◆ **Source extract**:
Featured Image: Chinese trucks carrying trade goods are pictured parked at the Gwadar port, Pakistan. (Photo via AAMIR QURESHI/AFP/Getty Images)
Predictions of impending climate catastrophe have prompted policymakers across the world to declare a climate emergency and advocate to enact sweeping reforms to energy, transportation, and infrastructure. Without immediate action to rapidly and dramatically overhaul the energy system to eliminate the use of fossil fuels, these predictions envisage worldwide crises of food and water insecurity, habitability, extreme weather, and other shocks to civilization which would make the planet less habitable. Based upon these predictions, many Western governments have made avoiding this crisis priority number one for government policy, and most importantly, are allocating resources to meet the challenge.
However, the security-related risks of the United States pursuing decarbonization merit further scrutiny, especially with respect to decarbonization’s impact on the shipbuilding industrial base and its ability to contribute in a protracted great power conflict. Examples abound of the American decline in relative industrial strength and that of western nations generally. But unique to this point in time are the defense risks brought on by the proposed path to decarbonization and its likelihood to accelerate these trends.
Industrial Capacity and Decarbonization
A nation’s ability to wage a large-scale, prolonged, multi-theater, conventional war is heavily predicated on its industrial capacity. Planning must assume that losses of ships, aircraft, and equipment will occur and must be replaced in an operationally relevant timeframe. In such a protracted conflict, the order of battle at the commencement of hostilities is less critical than the nation’s industrial capability to repair and replace damaged and destroyed assets over time. With this as a foundational assumption, adversaries will assess their ability to fight and succeed in a prolonged conflict in part by comparing their relative strength in industrial capacity and the integrity of their supply chains for critical resources. There are a multitude of political scenarios in which a large-scale war could develop, some of which, it must be assumed, include situations where the U.S. would be forced to fight without significant material assistance from major allies and relying primarily on its own industrial strength to sustain engaged forces.

◆ **Supplied data**:

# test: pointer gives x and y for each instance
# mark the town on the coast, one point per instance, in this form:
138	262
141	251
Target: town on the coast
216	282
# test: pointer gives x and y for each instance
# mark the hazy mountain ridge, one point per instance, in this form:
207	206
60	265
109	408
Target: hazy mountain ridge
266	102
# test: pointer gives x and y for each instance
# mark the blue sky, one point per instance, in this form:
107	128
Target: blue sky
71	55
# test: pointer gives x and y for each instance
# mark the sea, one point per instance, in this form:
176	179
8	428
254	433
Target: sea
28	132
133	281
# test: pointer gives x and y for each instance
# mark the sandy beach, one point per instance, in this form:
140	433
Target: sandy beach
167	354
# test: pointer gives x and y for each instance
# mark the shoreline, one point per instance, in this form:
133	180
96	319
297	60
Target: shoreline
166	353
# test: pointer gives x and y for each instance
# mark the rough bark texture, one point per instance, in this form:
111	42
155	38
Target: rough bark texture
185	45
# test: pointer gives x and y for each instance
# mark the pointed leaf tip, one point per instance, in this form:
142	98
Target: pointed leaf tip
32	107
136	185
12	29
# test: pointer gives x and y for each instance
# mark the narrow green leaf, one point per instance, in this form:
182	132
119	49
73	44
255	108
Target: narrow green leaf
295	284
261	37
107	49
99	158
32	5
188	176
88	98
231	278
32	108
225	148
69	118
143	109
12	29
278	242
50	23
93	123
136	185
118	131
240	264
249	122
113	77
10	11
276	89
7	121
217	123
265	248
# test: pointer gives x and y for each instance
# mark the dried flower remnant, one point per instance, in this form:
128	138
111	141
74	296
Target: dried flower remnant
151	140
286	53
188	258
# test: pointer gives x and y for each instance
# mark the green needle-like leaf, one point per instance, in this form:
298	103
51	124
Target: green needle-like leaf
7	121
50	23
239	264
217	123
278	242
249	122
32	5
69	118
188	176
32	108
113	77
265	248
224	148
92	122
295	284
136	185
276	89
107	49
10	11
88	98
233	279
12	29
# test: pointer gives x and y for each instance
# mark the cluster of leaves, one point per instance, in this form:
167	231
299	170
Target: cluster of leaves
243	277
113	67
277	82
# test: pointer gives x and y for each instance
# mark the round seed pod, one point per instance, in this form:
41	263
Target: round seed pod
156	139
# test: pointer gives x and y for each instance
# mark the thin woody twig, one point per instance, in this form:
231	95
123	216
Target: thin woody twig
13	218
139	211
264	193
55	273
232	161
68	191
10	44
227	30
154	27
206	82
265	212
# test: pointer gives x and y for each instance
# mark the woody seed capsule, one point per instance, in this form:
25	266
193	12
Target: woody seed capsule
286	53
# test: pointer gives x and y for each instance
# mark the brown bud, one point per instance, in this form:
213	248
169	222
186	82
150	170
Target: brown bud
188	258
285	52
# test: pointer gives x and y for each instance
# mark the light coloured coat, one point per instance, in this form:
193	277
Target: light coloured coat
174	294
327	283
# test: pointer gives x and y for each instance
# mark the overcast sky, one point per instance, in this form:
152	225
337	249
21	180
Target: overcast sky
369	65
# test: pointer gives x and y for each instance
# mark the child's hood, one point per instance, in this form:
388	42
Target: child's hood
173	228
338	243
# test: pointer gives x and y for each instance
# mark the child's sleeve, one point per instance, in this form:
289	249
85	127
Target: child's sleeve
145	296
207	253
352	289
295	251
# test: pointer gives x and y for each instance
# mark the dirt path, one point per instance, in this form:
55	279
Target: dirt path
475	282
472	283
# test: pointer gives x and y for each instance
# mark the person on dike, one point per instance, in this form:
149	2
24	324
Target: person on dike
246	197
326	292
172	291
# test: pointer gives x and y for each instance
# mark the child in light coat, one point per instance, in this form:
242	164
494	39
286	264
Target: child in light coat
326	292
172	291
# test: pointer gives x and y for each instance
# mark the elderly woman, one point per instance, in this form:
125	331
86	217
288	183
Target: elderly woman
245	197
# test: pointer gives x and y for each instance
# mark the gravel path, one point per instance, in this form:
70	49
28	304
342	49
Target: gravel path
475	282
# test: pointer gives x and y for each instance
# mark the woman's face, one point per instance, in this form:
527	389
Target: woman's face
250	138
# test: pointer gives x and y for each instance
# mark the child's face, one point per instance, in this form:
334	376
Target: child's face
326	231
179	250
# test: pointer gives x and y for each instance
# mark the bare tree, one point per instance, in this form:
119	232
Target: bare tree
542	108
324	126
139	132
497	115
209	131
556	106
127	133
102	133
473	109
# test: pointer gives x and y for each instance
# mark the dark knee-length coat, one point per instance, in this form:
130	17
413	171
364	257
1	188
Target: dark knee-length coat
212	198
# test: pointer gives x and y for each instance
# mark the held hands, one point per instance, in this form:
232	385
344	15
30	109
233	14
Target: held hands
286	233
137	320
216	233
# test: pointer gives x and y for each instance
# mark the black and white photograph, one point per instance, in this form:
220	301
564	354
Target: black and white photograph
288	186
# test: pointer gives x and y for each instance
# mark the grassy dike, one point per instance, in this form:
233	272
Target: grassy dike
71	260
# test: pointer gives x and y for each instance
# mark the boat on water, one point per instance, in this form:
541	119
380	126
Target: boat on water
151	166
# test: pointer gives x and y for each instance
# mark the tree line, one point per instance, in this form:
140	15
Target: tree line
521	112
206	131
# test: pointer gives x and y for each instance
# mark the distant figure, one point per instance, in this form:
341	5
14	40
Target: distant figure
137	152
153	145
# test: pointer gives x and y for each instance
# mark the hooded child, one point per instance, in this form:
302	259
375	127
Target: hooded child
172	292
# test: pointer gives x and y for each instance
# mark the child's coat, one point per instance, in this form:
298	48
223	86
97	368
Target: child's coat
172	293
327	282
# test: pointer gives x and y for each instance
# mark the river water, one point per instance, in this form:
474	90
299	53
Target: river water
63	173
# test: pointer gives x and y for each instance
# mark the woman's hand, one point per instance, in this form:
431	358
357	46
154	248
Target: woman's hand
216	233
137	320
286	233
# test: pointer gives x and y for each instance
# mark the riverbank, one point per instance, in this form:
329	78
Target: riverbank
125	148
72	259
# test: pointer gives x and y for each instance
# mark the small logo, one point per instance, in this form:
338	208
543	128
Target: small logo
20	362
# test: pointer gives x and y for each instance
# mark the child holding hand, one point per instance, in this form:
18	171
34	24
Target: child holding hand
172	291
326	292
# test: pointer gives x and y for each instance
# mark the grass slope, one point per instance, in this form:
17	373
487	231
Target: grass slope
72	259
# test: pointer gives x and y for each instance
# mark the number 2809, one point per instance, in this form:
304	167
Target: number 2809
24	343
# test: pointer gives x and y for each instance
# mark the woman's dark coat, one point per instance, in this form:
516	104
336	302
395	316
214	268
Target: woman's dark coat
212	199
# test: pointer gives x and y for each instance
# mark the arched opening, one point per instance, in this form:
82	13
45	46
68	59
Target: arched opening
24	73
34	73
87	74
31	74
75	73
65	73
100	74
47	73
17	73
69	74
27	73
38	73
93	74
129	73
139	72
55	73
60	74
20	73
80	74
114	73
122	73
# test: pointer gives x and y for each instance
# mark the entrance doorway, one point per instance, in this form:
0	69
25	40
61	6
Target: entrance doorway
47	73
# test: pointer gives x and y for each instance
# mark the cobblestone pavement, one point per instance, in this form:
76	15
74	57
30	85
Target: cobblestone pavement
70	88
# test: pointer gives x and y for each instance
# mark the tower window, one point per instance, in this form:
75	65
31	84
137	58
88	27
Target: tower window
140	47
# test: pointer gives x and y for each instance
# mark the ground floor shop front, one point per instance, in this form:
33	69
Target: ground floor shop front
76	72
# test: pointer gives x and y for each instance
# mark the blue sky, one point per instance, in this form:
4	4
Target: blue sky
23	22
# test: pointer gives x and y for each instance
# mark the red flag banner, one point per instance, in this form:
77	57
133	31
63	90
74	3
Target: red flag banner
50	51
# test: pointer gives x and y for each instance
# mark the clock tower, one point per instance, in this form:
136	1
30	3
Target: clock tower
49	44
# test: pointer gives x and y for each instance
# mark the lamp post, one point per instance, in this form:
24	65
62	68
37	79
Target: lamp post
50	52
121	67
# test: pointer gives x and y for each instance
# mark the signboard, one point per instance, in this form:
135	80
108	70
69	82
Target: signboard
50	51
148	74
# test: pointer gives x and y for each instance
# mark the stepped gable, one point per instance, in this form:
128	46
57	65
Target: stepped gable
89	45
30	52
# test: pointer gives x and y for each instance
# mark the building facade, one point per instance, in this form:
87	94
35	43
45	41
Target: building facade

◆ **Your tasks**:
1. Please say whether each statement agrees with the decarbonization excerpt, answering yes or no and quoting the words that decide it. (a) The order of battle at the start of hostilities matters less than the capability to repair and replace assets. (b) Many Western governments are declining to allocate resources to the climate challenge. (c) The author's concern centers on decarbonization's impact on the aircraft industrial base.
2. Rewrite the stretch of the decarbonization excerpt from "However, the security-related" through "accelerate these trends.", changing "shipbuilding" to "naval".
3. According to the decarbonization excerpt, what is a nation's ability to wage a large-scale, prolonged war heavily predicated on?
The rows have no connection to the decarbonization excerpt.

◆ **Results of the tasks**:
1.
(a) Yes: "the order of battle at the commencement of hostilities is less critical than the nation’s industrial capability to repair and replace damaged and destroyed assets over time"
(b) No: "are allocating resources to meet the challenge"
(c) No: "especially with respect to decarbonization’s impact on the shipbuilding industrial base"

2.
However, the security-related risks of the United States pursuing decarbonization merit further scrutiny, especially with respect to decarbonization’s impact on the naval industrial base and its ability to contribute in a protracted great power conflict. Examples abound of the American decline in relative industrial strength and that of western nations generally. But unique to this point in time are the defense risks brought on by the proposed path to decarbonization and its likelihood to accelerate these trends.

3. Its industrial capacity.